Deanna Carr’s firefighter helmet sits on a table with some other momentos from her life (Allison DeAngelis/staff photo).

Bellevue Fire Dept., family send memorial for fallen firefighter to Rose Parade

Two years ago, around 150 Bellevue firefighters lined the halls of Virginia Mason Hospital to say goodbye to their comrade, Deanna Carr. An American flag had been draped over the body of the firefighter of 22 years as doctors wheeled her body into the operating room to start the organ donation process.

“They were awash in emotion. They had never seen anything like this before,” former Bellevue firefighter and current Deputy Chief of Eastside Fire and Rescue Richard Burke said. “But that was the respect and what she deserved. That was our way of keeping her memory alive.”

But in the midst of their sorrow, the crowd found a reason to smile. Even in her death, Carr was giving the gift of life.

* Task goal
Could you continue the Deanna Carr article from the point where it ends?

* Information given
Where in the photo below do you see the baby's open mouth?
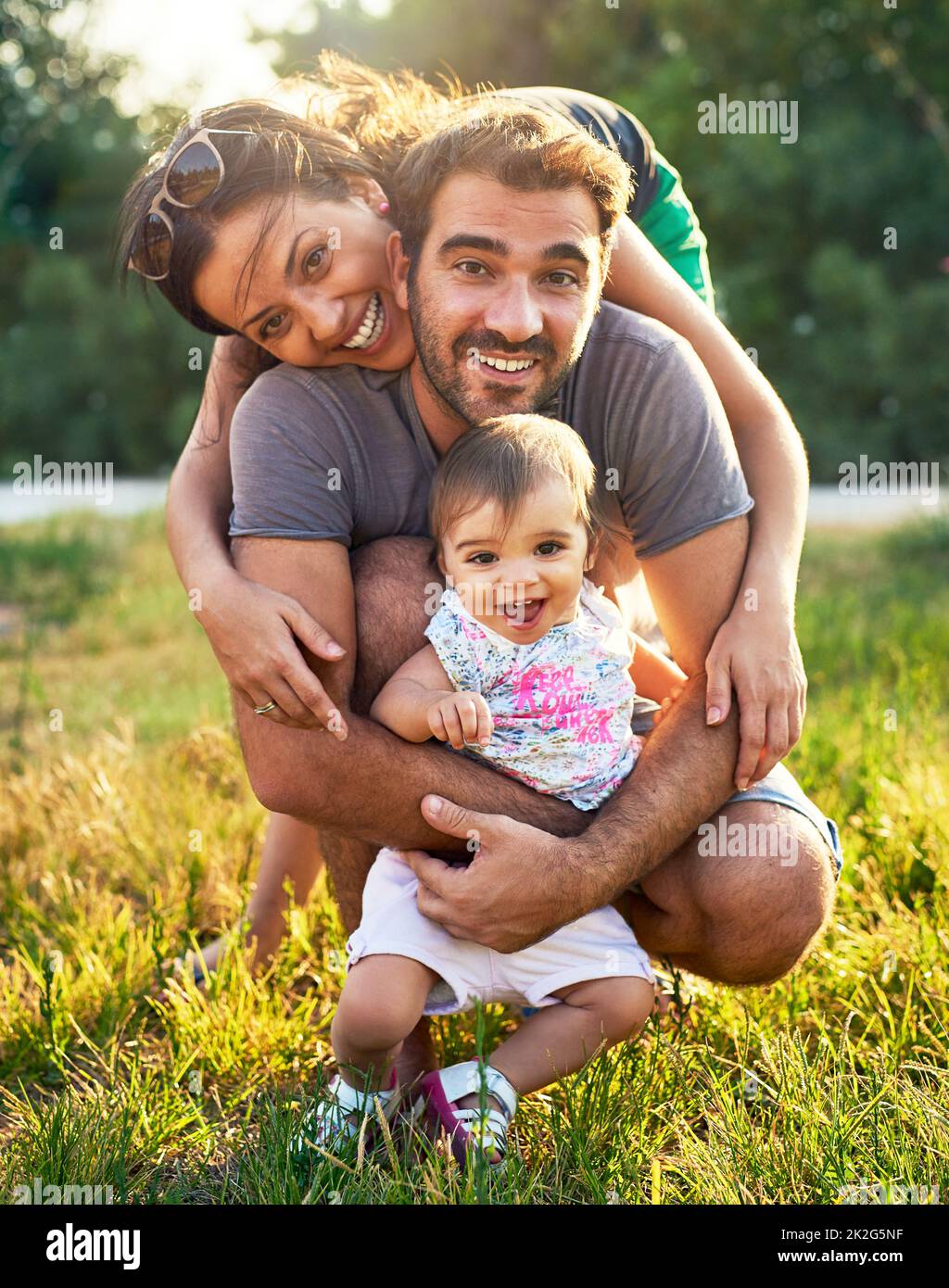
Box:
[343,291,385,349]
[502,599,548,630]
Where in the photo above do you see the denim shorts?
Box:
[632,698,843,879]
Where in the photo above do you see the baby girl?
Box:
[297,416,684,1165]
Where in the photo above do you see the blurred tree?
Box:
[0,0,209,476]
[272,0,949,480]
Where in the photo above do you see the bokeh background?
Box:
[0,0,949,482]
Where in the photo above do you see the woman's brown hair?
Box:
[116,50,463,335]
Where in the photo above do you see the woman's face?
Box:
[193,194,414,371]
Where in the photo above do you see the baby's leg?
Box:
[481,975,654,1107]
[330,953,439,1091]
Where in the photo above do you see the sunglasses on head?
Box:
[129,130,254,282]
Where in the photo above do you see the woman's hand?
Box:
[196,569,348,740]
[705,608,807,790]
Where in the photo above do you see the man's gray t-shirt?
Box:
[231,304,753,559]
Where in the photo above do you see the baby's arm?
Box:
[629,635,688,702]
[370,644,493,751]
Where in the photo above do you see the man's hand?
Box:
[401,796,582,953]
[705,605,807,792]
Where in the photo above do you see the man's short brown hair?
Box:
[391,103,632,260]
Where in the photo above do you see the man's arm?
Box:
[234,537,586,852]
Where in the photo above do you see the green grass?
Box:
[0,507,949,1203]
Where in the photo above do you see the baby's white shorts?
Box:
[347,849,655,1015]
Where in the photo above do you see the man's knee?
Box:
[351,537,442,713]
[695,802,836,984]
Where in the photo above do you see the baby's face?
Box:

* Final answer
“The thing that I remember most were the faces of everyone that was there — her friends, her family and her coworkers. Everyone’s face sticks out to me because there was so much to read. First and foremost, a lot of grief. I thought, “Wow, this person must have really, really mattered to people,’ because the loss is so powerful and I can see how much pain, how much sadness, how much longing is in everyone’s face. And then I saw something really beautiful happen. As the process started to switch and we began to accept the very unfortunate truth that Deanna was not going to survive, I started to see pride on people’s faces. It really was about the way the conversation shifted to: Deanna’s going to save lives,” said LifeCenter Northwest employee Jonathan Merker, who works with families like Carr’s to arrange organ donations.

On Nov. 14, members of the Bellevue Fire Department gathered again to share stories of Carr as her family placed the finishing touches on a memorial portrait for Donate Life’s Rose Parade float on Jan. 2, 2017.

Carr is one of a group of organ donors being honored by the organization, which helps facilitate organ transplants. Each donor’s image was painted with seeds and other natural materials and people whose lives have been saved through organ donations will walk alongside the float.

Helping others through organ donation was a natural conclusion of Carr’s life, those close to her said. She loved being a firefighter and helping people during her 22 years of service.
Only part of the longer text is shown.